Rows from a pointing dataset:
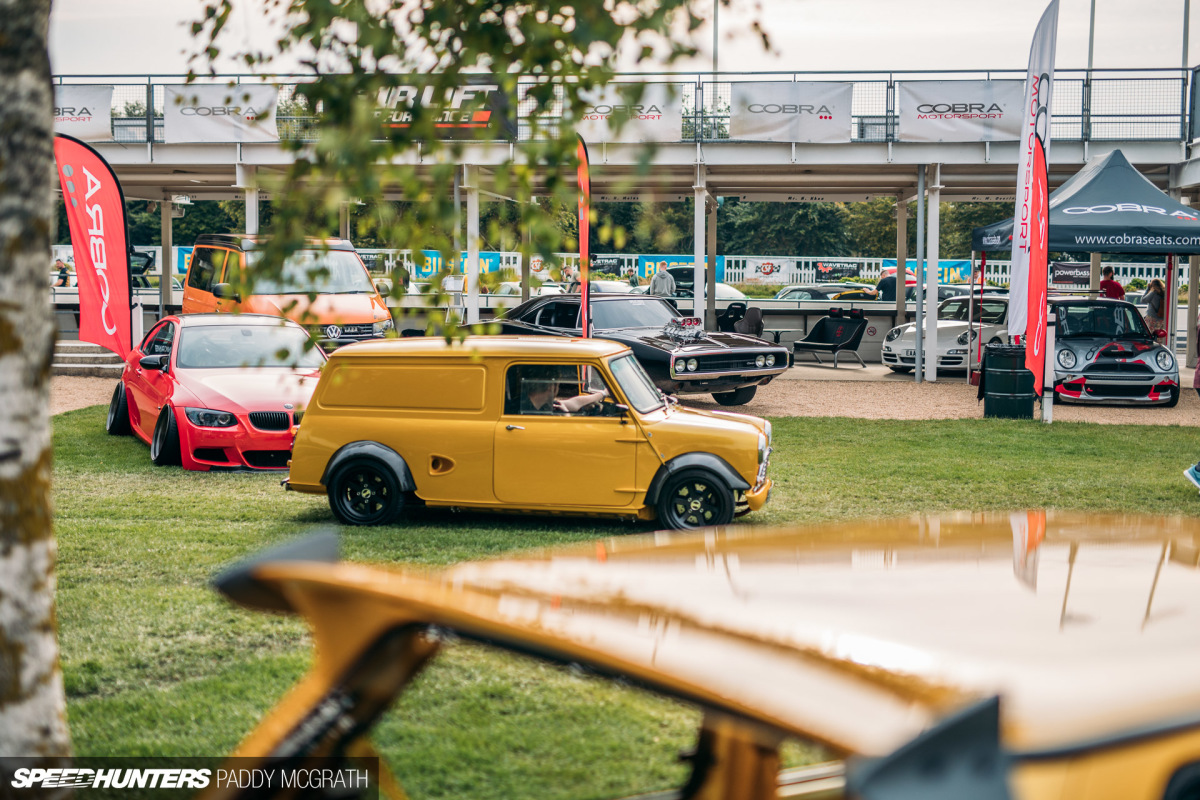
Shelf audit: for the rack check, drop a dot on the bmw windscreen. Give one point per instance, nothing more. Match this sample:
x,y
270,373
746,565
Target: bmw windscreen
x,y
313,271
229,347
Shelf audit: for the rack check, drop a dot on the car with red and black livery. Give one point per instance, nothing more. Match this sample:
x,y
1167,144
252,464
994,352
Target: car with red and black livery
x,y
1105,354
677,353
217,391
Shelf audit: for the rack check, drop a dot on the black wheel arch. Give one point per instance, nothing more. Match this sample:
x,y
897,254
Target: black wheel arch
x,y
711,462
375,450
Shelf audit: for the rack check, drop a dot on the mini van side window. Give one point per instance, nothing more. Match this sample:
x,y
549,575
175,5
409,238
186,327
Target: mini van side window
x,y
556,390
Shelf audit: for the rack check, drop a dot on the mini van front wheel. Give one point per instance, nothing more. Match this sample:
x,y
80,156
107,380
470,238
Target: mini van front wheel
x,y
695,498
365,492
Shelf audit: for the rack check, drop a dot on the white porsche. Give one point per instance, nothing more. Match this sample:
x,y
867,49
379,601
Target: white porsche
x,y
958,338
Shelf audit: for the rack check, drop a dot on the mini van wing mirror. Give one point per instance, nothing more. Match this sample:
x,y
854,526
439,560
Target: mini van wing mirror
x,y
226,292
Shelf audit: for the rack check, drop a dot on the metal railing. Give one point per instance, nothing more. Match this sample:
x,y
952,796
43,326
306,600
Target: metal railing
x,y
1097,106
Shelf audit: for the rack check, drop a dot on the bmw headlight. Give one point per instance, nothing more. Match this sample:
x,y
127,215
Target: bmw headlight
x,y
207,417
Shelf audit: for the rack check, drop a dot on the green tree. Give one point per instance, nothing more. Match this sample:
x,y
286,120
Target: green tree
x,y
438,46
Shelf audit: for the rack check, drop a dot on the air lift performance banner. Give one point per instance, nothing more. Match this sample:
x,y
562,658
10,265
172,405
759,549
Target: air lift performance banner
x,y
1031,229
959,110
100,240
220,114
585,180
809,112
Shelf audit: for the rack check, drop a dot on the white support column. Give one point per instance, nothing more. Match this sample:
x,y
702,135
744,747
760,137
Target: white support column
x,y
901,258
472,272
711,283
697,287
935,193
245,180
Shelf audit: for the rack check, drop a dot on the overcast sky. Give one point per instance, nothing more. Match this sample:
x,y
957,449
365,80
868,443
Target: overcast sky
x,y
151,36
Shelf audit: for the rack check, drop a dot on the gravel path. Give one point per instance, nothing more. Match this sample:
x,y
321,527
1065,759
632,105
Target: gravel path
x,y
879,398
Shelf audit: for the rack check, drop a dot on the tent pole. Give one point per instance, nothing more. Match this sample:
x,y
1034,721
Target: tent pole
x,y
1193,306
901,272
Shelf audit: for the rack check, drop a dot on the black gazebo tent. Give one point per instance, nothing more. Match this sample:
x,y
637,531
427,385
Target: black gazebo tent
x,y
1108,206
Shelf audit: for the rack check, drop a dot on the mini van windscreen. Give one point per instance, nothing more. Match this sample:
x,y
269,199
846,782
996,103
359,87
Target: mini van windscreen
x,y
636,385
313,271
231,347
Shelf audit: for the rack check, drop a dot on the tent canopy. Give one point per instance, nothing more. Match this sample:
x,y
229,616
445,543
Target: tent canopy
x,y
1108,206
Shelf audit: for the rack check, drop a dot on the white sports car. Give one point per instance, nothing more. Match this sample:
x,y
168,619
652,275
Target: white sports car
x,y
957,338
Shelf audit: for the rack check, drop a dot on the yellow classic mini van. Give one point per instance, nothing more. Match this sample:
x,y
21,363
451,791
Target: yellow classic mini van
x,y
324,287
528,423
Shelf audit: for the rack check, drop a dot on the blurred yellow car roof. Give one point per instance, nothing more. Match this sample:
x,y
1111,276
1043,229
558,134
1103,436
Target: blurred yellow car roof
x,y
857,635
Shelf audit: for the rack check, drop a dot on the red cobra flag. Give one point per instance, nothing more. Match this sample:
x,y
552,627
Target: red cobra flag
x,y
1027,287
99,238
585,180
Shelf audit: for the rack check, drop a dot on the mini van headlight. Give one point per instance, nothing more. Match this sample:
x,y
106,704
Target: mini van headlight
x,y
208,417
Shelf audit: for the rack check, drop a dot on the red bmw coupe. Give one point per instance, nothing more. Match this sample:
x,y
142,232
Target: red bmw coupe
x,y
217,391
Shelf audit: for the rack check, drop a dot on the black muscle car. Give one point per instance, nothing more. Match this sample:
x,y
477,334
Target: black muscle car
x,y
678,354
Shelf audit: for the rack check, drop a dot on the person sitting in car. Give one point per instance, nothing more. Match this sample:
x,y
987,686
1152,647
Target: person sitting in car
x,y
539,392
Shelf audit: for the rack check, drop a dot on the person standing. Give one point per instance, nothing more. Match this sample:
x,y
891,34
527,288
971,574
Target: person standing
x,y
1110,288
663,284
1155,300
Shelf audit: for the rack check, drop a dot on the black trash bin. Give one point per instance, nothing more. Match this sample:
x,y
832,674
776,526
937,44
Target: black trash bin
x,y
1007,385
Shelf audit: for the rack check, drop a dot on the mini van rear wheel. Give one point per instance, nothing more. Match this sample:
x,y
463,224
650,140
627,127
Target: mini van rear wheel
x,y
695,498
365,492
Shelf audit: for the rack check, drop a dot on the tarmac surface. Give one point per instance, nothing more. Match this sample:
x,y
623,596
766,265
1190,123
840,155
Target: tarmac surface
x,y
811,390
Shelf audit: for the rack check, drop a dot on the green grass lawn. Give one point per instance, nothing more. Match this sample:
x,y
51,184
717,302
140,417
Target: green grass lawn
x,y
156,663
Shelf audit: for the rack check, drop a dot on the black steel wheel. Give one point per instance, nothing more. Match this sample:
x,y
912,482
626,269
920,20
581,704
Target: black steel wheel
x,y
165,441
737,397
695,498
118,422
365,492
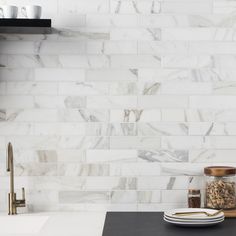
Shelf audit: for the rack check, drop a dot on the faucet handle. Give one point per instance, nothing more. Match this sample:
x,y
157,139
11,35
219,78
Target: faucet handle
x,y
21,202
23,193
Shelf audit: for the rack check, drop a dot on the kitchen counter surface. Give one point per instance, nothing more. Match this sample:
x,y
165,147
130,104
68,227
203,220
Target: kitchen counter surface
x,y
53,224
152,224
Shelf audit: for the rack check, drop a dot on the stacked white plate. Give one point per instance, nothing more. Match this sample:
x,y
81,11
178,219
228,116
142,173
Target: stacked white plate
x,y
193,220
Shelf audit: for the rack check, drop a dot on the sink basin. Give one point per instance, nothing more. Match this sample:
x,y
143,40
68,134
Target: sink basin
x,y
21,224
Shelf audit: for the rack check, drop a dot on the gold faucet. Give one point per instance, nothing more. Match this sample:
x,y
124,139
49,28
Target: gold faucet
x,y
13,203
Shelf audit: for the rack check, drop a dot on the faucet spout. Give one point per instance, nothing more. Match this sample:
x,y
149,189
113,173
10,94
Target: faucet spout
x,y
13,203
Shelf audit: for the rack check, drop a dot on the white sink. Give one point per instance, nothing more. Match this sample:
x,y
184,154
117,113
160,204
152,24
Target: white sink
x,y
21,224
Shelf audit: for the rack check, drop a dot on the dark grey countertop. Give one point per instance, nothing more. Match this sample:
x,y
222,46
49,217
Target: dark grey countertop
x,y
152,224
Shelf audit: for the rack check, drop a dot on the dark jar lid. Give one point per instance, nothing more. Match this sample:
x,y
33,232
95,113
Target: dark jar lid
x,y
219,171
194,191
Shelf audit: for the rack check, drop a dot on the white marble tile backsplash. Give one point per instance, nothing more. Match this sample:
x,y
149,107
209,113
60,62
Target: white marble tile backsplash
x,y
122,106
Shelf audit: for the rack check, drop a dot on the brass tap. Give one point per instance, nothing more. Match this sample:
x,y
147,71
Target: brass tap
x,y
13,202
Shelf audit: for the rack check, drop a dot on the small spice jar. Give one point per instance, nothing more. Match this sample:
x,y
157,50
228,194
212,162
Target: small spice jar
x,y
220,187
194,198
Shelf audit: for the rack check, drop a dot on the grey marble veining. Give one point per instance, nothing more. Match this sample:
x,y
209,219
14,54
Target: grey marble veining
x,y
163,155
122,106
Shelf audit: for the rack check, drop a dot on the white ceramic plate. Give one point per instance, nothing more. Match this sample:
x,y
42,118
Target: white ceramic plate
x,y
193,224
170,214
193,220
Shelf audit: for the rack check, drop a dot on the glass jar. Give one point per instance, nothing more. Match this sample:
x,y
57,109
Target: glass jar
x,y
194,198
220,187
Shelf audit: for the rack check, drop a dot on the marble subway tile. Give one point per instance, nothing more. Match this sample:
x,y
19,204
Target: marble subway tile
x,y
163,101
59,128
211,128
104,20
163,155
186,88
65,19
16,74
74,169
3,115
110,156
108,102
17,47
162,182
112,75
73,155
36,169
47,156
211,155
173,115
190,7
111,183
52,47
136,34
63,142
111,129
57,74
60,101
123,88
84,197
182,169
163,75
135,61
84,61
82,88
32,61
135,169
135,7
112,47
32,115
123,196
223,7
16,128
183,142
135,115
221,142
83,6
78,34
162,129
134,142
31,88
162,47
212,102
224,88
17,102
193,61
200,34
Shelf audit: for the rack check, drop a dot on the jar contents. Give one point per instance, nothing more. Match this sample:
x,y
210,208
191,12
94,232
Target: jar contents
x,y
220,194
194,198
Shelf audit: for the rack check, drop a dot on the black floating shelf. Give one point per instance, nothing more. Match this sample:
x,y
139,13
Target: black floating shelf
x,y
25,26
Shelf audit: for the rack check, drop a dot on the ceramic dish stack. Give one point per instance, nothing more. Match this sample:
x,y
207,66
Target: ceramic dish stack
x,y
194,217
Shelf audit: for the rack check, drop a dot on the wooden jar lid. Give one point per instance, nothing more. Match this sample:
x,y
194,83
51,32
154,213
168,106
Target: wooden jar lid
x,y
219,171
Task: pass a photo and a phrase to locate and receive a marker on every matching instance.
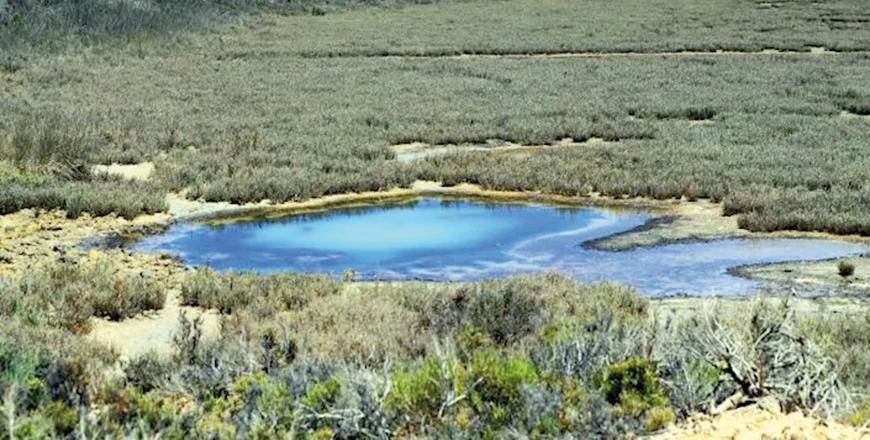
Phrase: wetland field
(434, 219)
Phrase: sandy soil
(813, 51)
(419, 150)
(760, 422)
(818, 275)
(151, 332)
(141, 171)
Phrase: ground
(732, 119)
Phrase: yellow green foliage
(632, 385)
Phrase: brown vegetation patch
(413, 151)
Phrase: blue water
(463, 240)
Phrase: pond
(466, 240)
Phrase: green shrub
(321, 396)
(68, 295)
(633, 385)
(845, 268)
(418, 390)
(229, 292)
(658, 418)
(499, 380)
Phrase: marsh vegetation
(311, 356)
(242, 101)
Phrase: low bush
(845, 269)
(68, 295)
(232, 291)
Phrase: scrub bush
(633, 385)
(845, 268)
(233, 291)
(68, 295)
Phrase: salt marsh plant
(845, 268)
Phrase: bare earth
(757, 422)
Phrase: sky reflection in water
(462, 240)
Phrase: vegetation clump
(845, 268)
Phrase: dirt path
(811, 51)
(757, 422)
(151, 332)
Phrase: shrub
(633, 385)
(845, 269)
(232, 291)
(504, 310)
(658, 418)
(499, 379)
(69, 295)
(424, 391)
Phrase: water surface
(463, 240)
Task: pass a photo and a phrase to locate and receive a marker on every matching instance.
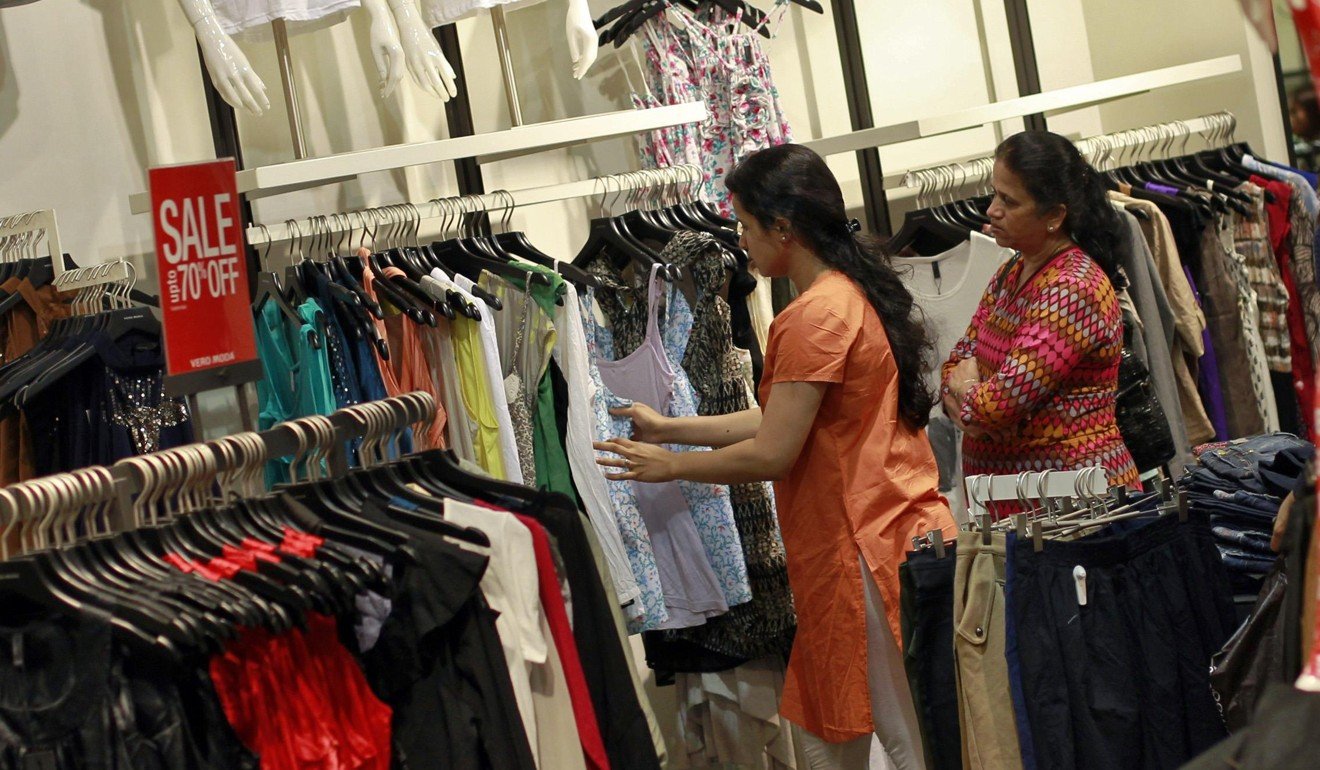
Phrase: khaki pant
(985, 704)
(891, 705)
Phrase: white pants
(898, 738)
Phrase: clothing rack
(165, 482)
(1056, 101)
(609, 186)
(301, 175)
(943, 182)
(25, 231)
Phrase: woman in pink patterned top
(1034, 381)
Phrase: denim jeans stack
(1241, 486)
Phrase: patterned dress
(698, 336)
(717, 58)
(1048, 357)
(648, 612)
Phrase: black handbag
(1141, 420)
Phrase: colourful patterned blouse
(1048, 355)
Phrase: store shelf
(301, 175)
(1056, 101)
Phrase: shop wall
(1080, 41)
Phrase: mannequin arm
(386, 48)
(582, 37)
(425, 60)
(225, 61)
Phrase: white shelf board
(300, 175)
(281, 231)
(1056, 101)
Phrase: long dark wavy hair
(793, 182)
(1055, 173)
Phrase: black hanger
(927, 234)
(609, 237)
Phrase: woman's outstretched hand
(638, 460)
(648, 424)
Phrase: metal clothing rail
(1088, 482)
(945, 181)
(494, 201)
(33, 226)
(313, 172)
(1056, 101)
(42, 510)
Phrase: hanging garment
(714, 58)
(475, 391)
(440, 663)
(314, 687)
(948, 285)
(1281, 242)
(584, 709)
(415, 370)
(698, 337)
(1252, 239)
(702, 341)
(1039, 348)
(345, 381)
(297, 374)
(928, 653)
(512, 589)
(829, 509)
(1188, 320)
(21, 328)
(490, 365)
(988, 724)
(236, 16)
(552, 462)
(648, 612)
(1122, 680)
(622, 723)
(658, 749)
(108, 407)
(1236, 303)
(731, 717)
(1156, 317)
(692, 588)
(522, 330)
(570, 350)
(1302, 219)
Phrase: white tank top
(236, 16)
(438, 12)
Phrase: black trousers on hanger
(927, 609)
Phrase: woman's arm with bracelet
(767, 456)
(697, 431)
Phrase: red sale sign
(206, 317)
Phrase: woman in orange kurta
(840, 431)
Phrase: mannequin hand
(386, 49)
(647, 424)
(582, 37)
(639, 461)
(230, 69)
(425, 61)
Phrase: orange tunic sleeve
(811, 344)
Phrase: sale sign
(199, 255)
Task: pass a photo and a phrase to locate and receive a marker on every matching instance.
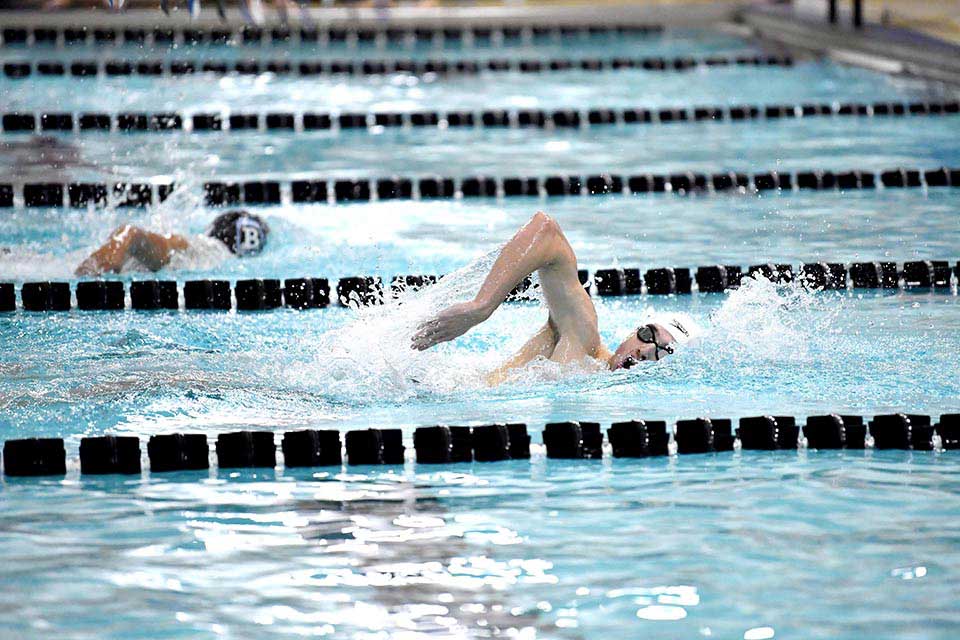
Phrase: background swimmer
(131, 248)
(571, 332)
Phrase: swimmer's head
(245, 234)
(654, 340)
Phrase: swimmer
(571, 333)
(131, 248)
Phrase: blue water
(738, 545)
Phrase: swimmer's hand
(452, 322)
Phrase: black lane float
(83, 69)
(47, 122)
(322, 190)
(443, 444)
(360, 291)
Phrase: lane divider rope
(442, 444)
(260, 294)
(323, 190)
(14, 37)
(323, 67)
(133, 122)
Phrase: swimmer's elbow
(545, 224)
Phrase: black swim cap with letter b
(245, 234)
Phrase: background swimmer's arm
(152, 250)
(541, 344)
(538, 246)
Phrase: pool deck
(691, 13)
(886, 48)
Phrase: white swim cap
(681, 326)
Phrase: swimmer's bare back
(152, 250)
(571, 331)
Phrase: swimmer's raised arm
(538, 246)
(152, 250)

Your instructions
Please copy the records from the line with "Phrase: scrub bush" up to and including the line with "(1302, 219)", keeping every line in that span and leaving out the pictures. Multiply each coordinate in the answers by 2.2 and round to whole numbers, with halves rounded up.

Task answer
Phrase: scrub bush
(1393, 847)
(1859, 590)
(513, 640)
(150, 649)
Phrase: salt marsh plant
(1859, 590)
Phrase: bare earth
(1665, 928)
Phrase: sky reflection in water
(1016, 528)
Phrase: vegetation clump
(1859, 590)
Phrase: dirt path
(1784, 112)
(1665, 928)
(332, 730)
Phrase: shrub
(1393, 847)
(1859, 592)
(510, 640)
(1109, 682)
(1448, 920)
(1098, 834)
(152, 649)
(933, 860)
Phrase: water surface
(1019, 528)
Task: pass a photo and a phrase to locate and receive a marker on every matching instance.
Phrase: khaki pant
(2167, 1549)
(1960, 1551)
Phrase: white pants
(1976, 1624)
Phrase: clothing rack
(363, 1060)
(2323, 222)
(1340, 409)
(662, 385)
(2075, 400)
(55, 508)
Phrase: woman in pink patterned top
(2275, 838)
Phrase: denim jeans stack
(2730, 1069)
Phrase: patterned dress
(1536, 739)
(1577, 128)
(2306, 785)
(1426, 1346)
Phrase: black handbag
(2510, 924)
Phrase: colourful patterned blouse
(2306, 781)
Phrase: store shelf
(662, 385)
(2323, 222)
Phrase: shop wall
(2376, 90)
Phrase: mannequin arm
(849, 106)
(1280, 81)
(935, 132)
(495, 134)
Phrase: white shelf board
(660, 385)
(618, 508)
(2323, 222)
Phrase: long dark wavy hair
(1745, 400)
(2321, 381)
Phrase: black hanger
(2039, 515)
(1340, 521)
Phrase: woman's outstretched hand
(1404, 1012)
(1426, 933)
Phrase: metal clothing rail
(2394, 1060)
(2079, 398)
(1087, 442)
(73, 497)
(689, 378)
(2323, 222)
(92, 1122)
Phrase: hanging garment
(1571, 128)
(1045, 860)
(968, 1459)
(691, 1511)
(2086, 627)
(2818, 532)
(1285, 1560)
(913, 814)
(1536, 741)
(2754, 526)
(1544, 750)
(2286, 766)
(759, 838)
(653, 823)
(2042, 1437)
(1126, 1296)
(1824, 1120)
(2614, 704)
(46, 722)
(1078, 803)
(2174, 1593)
(519, 35)
(1214, 1016)
(1426, 1346)
(2468, 1496)
(1368, 1591)
(1448, 1648)
(238, 895)
(2719, 667)
(1608, 1577)
(2543, 697)
(1522, 1294)
(1148, 726)
(1254, 770)
(2864, 482)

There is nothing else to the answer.